**Text block:**
----

Personal Auto Policy - Definitions

Go to the beginning of this tutorial
How To Read Your Car Insurance Policy.

Follow along with
The example form being discussed below


This opening section of the form defines the terms used repeatedly further on in the contract. Terms will be defined here in detail. When you see them later on (usually enclosed in quotes so they stand out as something with special meaning), you will know that they carry the same meaning as was laid out in the Definitions section. Note those quotes. As you read further on in the policy, whenever you see a word in quotes that means it is a specially-defined word whose scope was spelled out in the Definitions section.

The ''Named Insured'' is the titled owner of the vehicle. When a policy refers to this person, the meaning is not the same as someone who is just designated as a driver on the policy. The Named Insured enjoys all policy benefits, whereas a listed driver's benefits are much more limited.

----

**Information provided:**

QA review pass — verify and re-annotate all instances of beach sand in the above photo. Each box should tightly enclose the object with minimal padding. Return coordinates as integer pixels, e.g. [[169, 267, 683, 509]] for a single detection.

----

**To-do list:**
A: In the auto policy definitions text:
(i) How is a specially-defined word usually set off when it appears later in the policy?
(ii) Who is the Named Insured?
(iii) How do a listed driver's benefits compare with those of the Named Insured?
B: Copy the auto policy definitions text word for word, from "This opening section" up to and including "spelled out in the Definitions section.".
Rely only on the auto policy definitions text, not on the lines.

**Answers:**
A:
(i) It is usually enclosed in quotes.
(ii) The titled owner of the vehicle.
(iii) They are much more limited.

B:
This opening section of the form defines the terms used repeatedly further on in the contract. Terms will be defined here in detail. When you see them later on (usually enclosed in quotes so they stand out as something with special meaning), you will know that they carry the same meaning as was laid out in the Definitions section. Note those quotes. As you read further on in the policy, whenever you see a word in quotes that means it is a specially-defined word whose scope was spelled out in the Definitions section.